**Exercise instructions**
Update the data starting with its first line and going on through the line with "76), (105, 75)]", replacing "shot" with "image" and leaving everything else as it is. Return only those lines, without the pictures.

begin Rows

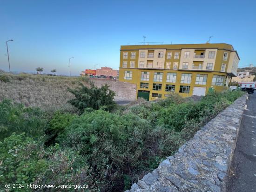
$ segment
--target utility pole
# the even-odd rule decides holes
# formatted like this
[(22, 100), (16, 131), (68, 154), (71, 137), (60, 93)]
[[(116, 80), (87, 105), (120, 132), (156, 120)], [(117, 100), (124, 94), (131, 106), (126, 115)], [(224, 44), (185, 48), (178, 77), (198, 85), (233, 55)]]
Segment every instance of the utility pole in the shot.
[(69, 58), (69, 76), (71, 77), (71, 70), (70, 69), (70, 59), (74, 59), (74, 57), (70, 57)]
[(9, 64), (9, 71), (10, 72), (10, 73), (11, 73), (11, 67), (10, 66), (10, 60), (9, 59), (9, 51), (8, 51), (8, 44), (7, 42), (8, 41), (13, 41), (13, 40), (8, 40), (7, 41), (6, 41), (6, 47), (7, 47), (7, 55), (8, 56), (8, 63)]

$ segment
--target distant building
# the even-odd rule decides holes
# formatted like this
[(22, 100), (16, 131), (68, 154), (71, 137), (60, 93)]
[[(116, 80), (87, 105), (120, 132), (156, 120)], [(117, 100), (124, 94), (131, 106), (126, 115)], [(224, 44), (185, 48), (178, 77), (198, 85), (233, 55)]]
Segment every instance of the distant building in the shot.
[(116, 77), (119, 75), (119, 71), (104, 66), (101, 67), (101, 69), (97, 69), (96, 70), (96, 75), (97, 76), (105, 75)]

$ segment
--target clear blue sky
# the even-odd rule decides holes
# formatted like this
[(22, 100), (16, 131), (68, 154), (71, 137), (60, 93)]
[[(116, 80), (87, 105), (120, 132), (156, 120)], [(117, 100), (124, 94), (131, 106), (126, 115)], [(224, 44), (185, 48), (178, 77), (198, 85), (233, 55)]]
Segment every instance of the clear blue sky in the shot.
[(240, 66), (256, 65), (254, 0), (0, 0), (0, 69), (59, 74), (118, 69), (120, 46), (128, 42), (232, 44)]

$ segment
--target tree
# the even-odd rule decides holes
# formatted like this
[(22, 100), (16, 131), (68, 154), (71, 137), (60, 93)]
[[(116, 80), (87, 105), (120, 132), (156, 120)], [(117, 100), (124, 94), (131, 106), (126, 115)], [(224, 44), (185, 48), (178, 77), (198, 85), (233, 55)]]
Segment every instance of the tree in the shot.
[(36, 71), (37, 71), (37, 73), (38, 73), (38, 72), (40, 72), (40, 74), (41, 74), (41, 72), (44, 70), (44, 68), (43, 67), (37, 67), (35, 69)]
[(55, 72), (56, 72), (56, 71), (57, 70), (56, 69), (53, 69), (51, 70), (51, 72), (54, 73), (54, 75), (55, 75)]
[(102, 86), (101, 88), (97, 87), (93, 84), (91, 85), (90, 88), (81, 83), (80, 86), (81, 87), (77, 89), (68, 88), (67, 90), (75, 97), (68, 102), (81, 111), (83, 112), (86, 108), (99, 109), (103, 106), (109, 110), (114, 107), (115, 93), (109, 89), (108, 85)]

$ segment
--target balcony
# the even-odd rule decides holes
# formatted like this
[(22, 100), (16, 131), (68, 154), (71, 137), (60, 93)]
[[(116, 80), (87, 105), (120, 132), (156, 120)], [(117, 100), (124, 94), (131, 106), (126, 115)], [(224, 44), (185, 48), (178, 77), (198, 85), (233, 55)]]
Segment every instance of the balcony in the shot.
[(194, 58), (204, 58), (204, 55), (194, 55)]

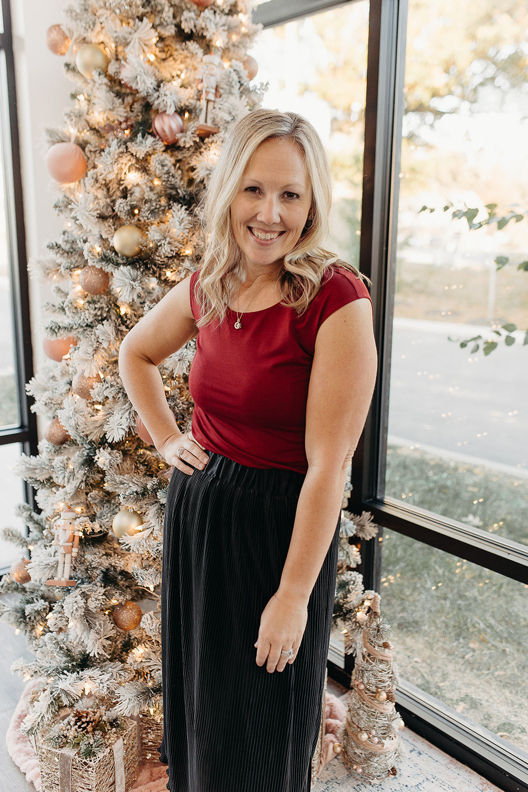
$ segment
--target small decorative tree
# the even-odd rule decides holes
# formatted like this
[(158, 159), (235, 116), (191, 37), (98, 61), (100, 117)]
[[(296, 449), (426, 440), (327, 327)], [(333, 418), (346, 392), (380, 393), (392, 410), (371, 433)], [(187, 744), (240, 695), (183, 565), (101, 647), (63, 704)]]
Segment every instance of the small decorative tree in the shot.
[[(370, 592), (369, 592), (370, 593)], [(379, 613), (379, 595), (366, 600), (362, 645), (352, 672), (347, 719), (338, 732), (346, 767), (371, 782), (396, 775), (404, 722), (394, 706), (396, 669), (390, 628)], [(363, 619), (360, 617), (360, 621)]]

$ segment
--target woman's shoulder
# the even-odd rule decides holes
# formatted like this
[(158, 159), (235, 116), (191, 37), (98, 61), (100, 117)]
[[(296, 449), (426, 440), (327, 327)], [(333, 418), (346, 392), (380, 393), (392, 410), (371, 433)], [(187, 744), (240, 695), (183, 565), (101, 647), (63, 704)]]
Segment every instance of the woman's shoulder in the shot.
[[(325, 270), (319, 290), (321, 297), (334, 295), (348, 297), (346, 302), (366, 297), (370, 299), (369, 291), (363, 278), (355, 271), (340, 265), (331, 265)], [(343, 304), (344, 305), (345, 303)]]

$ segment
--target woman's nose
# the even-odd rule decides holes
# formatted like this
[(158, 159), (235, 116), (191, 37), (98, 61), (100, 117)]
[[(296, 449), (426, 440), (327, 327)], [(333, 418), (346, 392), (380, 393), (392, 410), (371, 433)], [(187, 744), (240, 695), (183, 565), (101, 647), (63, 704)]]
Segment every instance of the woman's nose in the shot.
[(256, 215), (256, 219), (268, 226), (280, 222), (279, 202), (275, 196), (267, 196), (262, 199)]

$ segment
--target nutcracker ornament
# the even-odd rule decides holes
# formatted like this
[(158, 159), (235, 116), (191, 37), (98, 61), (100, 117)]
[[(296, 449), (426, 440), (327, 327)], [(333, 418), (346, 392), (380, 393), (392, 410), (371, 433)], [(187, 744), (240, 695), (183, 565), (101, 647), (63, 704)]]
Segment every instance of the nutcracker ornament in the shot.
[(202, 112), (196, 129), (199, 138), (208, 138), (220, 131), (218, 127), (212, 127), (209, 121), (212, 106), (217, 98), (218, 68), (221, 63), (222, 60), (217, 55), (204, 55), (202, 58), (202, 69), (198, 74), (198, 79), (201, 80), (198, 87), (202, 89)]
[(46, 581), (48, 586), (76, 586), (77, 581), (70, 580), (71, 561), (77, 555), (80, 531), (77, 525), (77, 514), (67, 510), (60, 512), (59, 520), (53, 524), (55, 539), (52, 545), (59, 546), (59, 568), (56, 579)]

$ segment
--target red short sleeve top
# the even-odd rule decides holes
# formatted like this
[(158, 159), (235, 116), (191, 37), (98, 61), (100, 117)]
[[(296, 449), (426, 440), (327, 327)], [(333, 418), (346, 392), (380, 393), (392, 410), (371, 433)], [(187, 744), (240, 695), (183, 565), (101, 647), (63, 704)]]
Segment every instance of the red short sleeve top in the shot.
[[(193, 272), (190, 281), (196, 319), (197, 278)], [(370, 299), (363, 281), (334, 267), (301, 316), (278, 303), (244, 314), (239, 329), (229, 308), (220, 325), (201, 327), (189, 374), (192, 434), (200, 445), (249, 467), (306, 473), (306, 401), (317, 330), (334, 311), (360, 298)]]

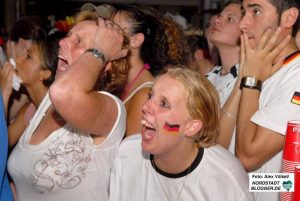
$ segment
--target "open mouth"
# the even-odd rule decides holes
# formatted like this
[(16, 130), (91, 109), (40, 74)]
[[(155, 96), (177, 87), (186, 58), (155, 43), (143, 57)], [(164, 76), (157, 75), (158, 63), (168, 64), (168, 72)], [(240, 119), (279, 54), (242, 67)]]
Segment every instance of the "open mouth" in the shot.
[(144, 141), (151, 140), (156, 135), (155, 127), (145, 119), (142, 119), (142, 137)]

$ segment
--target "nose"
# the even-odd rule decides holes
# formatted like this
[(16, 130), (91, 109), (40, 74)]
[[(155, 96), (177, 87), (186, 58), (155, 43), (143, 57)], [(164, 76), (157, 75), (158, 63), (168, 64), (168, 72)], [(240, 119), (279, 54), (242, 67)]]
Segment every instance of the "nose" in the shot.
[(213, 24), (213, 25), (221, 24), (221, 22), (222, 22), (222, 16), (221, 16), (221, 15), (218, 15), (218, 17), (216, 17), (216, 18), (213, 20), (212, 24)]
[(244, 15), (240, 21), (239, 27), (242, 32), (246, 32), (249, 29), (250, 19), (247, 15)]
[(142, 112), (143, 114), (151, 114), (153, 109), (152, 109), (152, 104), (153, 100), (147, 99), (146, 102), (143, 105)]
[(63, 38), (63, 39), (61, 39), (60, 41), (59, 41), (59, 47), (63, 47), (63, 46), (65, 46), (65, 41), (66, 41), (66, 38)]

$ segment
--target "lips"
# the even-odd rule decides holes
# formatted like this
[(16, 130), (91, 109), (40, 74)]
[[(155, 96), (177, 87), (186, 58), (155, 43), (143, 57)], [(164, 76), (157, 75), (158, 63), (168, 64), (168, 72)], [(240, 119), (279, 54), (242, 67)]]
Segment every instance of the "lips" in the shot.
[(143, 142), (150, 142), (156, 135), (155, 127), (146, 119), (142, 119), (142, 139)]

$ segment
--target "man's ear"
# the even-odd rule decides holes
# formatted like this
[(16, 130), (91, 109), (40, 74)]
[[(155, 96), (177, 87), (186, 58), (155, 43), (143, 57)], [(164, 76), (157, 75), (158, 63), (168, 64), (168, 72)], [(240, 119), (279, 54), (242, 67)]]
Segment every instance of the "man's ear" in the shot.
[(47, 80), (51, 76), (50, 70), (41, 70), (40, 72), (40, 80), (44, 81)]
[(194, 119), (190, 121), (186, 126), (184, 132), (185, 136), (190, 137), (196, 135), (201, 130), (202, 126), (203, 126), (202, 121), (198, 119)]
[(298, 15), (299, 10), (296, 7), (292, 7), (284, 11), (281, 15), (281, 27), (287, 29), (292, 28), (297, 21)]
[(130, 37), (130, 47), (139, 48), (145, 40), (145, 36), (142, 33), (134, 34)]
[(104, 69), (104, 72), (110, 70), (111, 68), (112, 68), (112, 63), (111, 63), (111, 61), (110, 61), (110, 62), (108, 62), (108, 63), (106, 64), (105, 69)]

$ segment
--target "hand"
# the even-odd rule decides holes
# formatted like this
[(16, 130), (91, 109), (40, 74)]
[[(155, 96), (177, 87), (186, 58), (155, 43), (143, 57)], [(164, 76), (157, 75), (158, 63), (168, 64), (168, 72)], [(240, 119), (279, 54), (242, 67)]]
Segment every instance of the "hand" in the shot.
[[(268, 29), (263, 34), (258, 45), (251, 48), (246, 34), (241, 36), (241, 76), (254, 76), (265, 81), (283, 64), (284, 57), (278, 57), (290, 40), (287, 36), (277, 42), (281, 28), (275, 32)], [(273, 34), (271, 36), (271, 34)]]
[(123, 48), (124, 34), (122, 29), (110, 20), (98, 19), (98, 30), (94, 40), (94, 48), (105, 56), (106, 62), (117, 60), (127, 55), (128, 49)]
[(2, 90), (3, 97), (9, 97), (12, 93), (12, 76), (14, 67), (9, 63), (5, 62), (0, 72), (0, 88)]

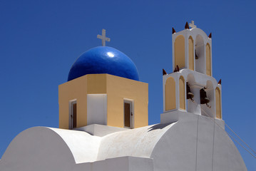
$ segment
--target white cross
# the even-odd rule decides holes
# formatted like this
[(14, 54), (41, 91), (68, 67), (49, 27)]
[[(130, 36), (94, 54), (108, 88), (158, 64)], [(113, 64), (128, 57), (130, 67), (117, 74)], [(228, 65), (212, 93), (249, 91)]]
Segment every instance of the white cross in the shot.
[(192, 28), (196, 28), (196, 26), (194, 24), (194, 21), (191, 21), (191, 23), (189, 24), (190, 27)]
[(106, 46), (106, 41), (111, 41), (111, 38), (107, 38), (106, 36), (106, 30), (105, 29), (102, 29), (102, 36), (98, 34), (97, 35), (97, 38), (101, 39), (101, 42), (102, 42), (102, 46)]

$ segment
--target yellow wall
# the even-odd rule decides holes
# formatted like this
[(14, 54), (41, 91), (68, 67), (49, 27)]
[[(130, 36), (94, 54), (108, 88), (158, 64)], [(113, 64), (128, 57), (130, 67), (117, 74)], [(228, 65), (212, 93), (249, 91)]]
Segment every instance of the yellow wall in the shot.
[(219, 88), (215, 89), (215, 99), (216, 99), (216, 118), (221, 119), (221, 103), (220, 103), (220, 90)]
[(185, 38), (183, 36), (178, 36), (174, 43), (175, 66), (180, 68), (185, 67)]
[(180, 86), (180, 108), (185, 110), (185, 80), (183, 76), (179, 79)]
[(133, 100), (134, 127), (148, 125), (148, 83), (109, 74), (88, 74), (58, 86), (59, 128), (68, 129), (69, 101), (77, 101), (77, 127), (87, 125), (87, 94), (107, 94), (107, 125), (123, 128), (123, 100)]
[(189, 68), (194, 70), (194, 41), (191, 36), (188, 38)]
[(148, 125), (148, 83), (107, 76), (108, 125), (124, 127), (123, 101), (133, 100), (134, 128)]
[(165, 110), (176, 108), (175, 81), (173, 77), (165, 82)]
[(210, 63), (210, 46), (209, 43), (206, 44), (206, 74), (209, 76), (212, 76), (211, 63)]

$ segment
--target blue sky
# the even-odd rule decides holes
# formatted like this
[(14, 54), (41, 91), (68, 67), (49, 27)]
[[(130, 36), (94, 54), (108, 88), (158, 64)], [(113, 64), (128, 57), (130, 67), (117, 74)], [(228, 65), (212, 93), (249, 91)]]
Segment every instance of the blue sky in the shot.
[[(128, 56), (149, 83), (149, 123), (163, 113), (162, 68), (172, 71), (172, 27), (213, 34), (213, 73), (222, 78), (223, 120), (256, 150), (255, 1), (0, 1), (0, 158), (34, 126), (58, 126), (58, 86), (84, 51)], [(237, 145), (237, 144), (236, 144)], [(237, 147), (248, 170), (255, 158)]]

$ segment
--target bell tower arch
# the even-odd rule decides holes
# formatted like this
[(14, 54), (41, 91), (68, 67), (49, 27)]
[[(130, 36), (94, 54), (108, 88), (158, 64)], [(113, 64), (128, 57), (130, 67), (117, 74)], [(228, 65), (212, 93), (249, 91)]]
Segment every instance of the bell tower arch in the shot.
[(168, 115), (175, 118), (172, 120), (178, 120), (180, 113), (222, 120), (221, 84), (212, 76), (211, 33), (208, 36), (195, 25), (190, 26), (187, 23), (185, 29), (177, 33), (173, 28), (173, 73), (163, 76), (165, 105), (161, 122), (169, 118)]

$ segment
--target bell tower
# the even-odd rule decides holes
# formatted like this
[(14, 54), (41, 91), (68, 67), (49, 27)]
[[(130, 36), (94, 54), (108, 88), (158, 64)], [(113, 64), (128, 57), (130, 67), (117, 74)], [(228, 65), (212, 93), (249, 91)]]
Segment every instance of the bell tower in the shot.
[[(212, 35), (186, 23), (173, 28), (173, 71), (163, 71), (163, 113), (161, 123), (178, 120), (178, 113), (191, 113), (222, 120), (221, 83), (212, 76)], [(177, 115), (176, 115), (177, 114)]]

end Rows

**Correct answer**
$ segment
--target utility pole
# the even-odd rule decides holes
# formatted like this
[(22, 100), (16, 131), (68, 154), (71, 137), (60, 93)]
[[(116, 80), (87, 105), (120, 132), (156, 120)], [(117, 100), (124, 94), (131, 106), (126, 115)], [(224, 44), (185, 48), (178, 77), (198, 85), (233, 55)]]
Segment every instance of the utility pole in the image.
[(69, 58), (69, 76), (71, 77), (71, 70), (70, 69), (70, 59), (74, 59), (74, 57), (70, 57)]
[(9, 64), (9, 71), (10, 72), (10, 73), (11, 73), (11, 67), (10, 66), (10, 60), (9, 59), (9, 51), (8, 51), (8, 44), (7, 42), (8, 41), (13, 41), (13, 40), (8, 40), (7, 41), (6, 41), (6, 47), (7, 47), (7, 55), (8, 56), (8, 63)]

$ segment
--target distant building
# the even-odd rule decides holes
# formatted like this
[(22, 100), (16, 131), (68, 154), (71, 137), (60, 93)]
[[(116, 80), (87, 105), (120, 132), (156, 120)], [(117, 100), (124, 94), (131, 106), (126, 115)], [(224, 44), (185, 48), (178, 77), (198, 85), (233, 55)]]
Segment every instance of the distant building in the image.
[(116, 77), (119, 75), (119, 71), (104, 66), (101, 67), (101, 69), (97, 69), (96, 70), (96, 75), (97, 76), (105, 75)]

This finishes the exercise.